*ASSIGNED TASK:* Please copy out the records that follow exactly as they stand.
___ INFORMATION ___
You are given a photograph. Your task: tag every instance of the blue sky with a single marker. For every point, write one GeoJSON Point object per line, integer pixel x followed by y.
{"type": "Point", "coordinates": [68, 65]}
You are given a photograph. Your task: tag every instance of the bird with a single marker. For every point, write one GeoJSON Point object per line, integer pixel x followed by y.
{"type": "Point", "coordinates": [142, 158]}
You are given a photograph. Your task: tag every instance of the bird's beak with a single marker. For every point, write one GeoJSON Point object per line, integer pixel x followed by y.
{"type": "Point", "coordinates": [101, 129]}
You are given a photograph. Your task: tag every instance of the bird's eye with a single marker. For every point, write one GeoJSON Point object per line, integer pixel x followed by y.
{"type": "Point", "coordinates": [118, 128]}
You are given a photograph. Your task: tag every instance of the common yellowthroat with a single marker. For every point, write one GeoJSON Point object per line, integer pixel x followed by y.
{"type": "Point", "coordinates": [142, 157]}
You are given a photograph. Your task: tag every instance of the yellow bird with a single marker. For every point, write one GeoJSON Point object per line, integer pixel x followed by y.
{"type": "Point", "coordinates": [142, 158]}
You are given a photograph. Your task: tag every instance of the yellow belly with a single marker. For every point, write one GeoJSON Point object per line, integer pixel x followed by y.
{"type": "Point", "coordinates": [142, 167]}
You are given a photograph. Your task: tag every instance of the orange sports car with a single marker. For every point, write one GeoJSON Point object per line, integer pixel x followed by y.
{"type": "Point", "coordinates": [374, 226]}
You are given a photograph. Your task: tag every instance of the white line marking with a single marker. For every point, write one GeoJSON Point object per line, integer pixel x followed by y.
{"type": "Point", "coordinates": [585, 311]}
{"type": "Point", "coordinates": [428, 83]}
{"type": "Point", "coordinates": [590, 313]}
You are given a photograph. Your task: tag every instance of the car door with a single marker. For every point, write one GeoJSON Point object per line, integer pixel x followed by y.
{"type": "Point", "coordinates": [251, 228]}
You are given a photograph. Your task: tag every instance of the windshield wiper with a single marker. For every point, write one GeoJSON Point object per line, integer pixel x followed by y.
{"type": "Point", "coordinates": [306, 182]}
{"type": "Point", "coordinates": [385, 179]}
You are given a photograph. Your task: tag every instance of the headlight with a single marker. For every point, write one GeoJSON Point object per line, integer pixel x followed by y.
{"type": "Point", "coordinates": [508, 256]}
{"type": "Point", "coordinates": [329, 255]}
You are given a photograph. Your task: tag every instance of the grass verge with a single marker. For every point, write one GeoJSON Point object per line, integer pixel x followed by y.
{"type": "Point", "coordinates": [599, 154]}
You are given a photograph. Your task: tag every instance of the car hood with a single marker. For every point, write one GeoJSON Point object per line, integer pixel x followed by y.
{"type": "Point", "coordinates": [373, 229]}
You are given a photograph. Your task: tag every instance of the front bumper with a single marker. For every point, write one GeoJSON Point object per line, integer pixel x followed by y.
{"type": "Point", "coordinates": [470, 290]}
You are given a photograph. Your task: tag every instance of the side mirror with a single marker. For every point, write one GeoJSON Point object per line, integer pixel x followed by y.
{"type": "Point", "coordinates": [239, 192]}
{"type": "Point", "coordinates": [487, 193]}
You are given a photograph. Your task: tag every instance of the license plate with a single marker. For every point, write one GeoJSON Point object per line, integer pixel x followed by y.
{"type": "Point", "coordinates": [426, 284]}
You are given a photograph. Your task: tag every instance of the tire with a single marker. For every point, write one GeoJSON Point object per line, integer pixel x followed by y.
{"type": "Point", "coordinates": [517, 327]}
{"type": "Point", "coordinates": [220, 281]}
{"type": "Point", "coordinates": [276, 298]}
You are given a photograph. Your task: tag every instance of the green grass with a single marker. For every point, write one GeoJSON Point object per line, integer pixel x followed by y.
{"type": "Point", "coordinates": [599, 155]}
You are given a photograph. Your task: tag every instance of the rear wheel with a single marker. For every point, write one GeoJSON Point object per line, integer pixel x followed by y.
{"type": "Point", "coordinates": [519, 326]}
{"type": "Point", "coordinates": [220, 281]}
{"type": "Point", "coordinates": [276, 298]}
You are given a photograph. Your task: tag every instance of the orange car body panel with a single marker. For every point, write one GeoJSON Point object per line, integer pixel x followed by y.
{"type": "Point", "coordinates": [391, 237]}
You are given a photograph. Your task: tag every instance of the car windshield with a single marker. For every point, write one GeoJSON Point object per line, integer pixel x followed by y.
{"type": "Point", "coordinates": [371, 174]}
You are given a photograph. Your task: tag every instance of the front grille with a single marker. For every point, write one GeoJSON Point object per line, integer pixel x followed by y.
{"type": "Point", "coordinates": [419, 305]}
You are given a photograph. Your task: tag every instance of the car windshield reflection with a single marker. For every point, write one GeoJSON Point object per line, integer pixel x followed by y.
___
*EXPECTED ANSWER:*
You are given a photograph. Your task: tag every instance of the blue sky with a single marker. For every point, write one GeoJSON Point object per line, integer pixel x followed by y.
{"type": "Point", "coordinates": [68, 65]}
You are given a photograph. Your task: tag every instance of the bird with a single marker. For every point, write one GeoJSON Point object per line, integer pixel x followed by y.
{"type": "Point", "coordinates": [142, 158]}
You are given a photograph. Your task: tag every instance of the bird's beak with a single marker. For every point, write one GeoJSON Point object per line, integer pixel x followed by y.
{"type": "Point", "coordinates": [101, 129]}
You are given a photograph. Your task: tag every instance of the bird's eye with a single marker. For every point, write one GeoJSON Point object per line, integer pixel x followed by y.
{"type": "Point", "coordinates": [118, 128]}
You are given a photograph. Your task: tag every instance of the common yellowthroat with a single marker. For every point, write one GeoJSON Point object per line, integer pixel x followed by y.
{"type": "Point", "coordinates": [142, 157]}
You are given a photograph. Your task: tag every instance of the yellow bird with a single marker. For every point, write one GeoJSON Point object per line, integer pixel x followed by y.
{"type": "Point", "coordinates": [142, 158]}
You are given a photograph. Your task: tag every instance of the yellow belly with a single marker. For every point, write one GeoJSON Point object per line, integer pixel x followed by y.
{"type": "Point", "coordinates": [142, 167]}
You are given a photograph. Your task: tag every instance of the orange sports car with a single marker. For every point, write one GeoJSON Point object per line, integer pixel x followed by y.
{"type": "Point", "coordinates": [374, 226]}
You are given a photograph. Your task: tag every instance of the white line marking with a single marker. For every point, write one GeoJSON Point object per line, integer pixel x followed by y.
{"type": "Point", "coordinates": [585, 311]}
{"type": "Point", "coordinates": [428, 83]}
{"type": "Point", "coordinates": [590, 313]}
You are given a photograph. Your task: tag every instance of the car door with a single marker. For every point, write one GeoJSON Point object per line, integer pixel x followed by y.
{"type": "Point", "coordinates": [251, 228]}
You are given a photograph. Your task: tag every instance of the windshield wiper with a single marker. For every point, write one GeoJSON Point object per line, integer pixel x followed by y.
{"type": "Point", "coordinates": [306, 182]}
{"type": "Point", "coordinates": [385, 179]}
You are given a photograph. Your task: tag every instance of the headlight with a single marker. For every point, write one GeoJSON Point object per line, integer pixel x followed by y.
{"type": "Point", "coordinates": [508, 256]}
{"type": "Point", "coordinates": [329, 255]}
You are given a photograph. Your task: tag every instance of the grass verge with a single marker. For every point, write one GeoJSON Point object per line, integer pixel x followed by y.
{"type": "Point", "coordinates": [599, 154]}
You are given a photograph. Your task: tag every instance of the car hood with a single marker. For every point, write one GeoJSON Point object per line, integer pixel x followed by y.
{"type": "Point", "coordinates": [373, 229]}
You are given a photograph. Your task: tag every instance of the front bumper with a single marker. For every point, write one GeoJSON Point object per line, integer pixel x followed by y.
{"type": "Point", "coordinates": [470, 290]}
You are given a photograph. Your task: tag every instance of the side mirror with a single marker. For every point, write one GeoJSON Point object per line, integer pixel x followed by y.
{"type": "Point", "coordinates": [239, 192]}
{"type": "Point", "coordinates": [487, 193]}
You are given a photograph. Your task: tag every instance of the license plate with a single marker. For every point, write one GeoJSON Point object per line, integer pixel x followed by y.
{"type": "Point", "coordinates": [426, 284]}
You are given a photograph. Your task: tag every instance of the tire with a single marker. For every point, write one GeoJSON Point object per line, integer pixel x followed by y.
{"type": "Point", "coordinates": [517, 327]}
{"type": "Point", "coordinates": [220, 281]}
{"type": "Point", "coordinates": [276, 298]}
You are given a photograph. Your task: tag every instance of the green grass with a single marker. For every point, write one GeoJSON Point object per line, integer pixel x followed by y.
{"type": "Point", "coordinates": [599, 155]}
You are given a photograph. Your task: tag every instance of the rear wheel with a single marker. For every point, write one GeoJSON Point object per line, integer pixel x followed by y.
{"type": "Point", "coordinates": [519, 326]}
{"type": "Point", "coordinates": [220, 281]}
{"type": "Point", "coordinates": [276, 298]}
You are given a photograph. Your task: tag every instance of the orange car body panel with a single marker. For every point, write one GeoJSON Point object per line, integer pixel x followed by y.
{"type": "Point", "coordinates": [391, 237]}
You are given a photograph. Your task: tag every instance of the car windshield with a single marker. For every point, write one GeoJSON Point object per line, integer pixel x followed by y.
{"type": "Point", "coordinates": [371, 174]}
You are given a photograph. Your task: tag every instance of the front grille with a single marker. For every point, write one GeoJSON Point object per line, integer pixel x followed by y.
{"type": "Point", "coordinates": [419, 305]}
You are given a photograph. Your task: tag every instance of the car windshield reflection with a single marker. For every point, write one GeoJSON Point object per line, integer pixel x followed by y.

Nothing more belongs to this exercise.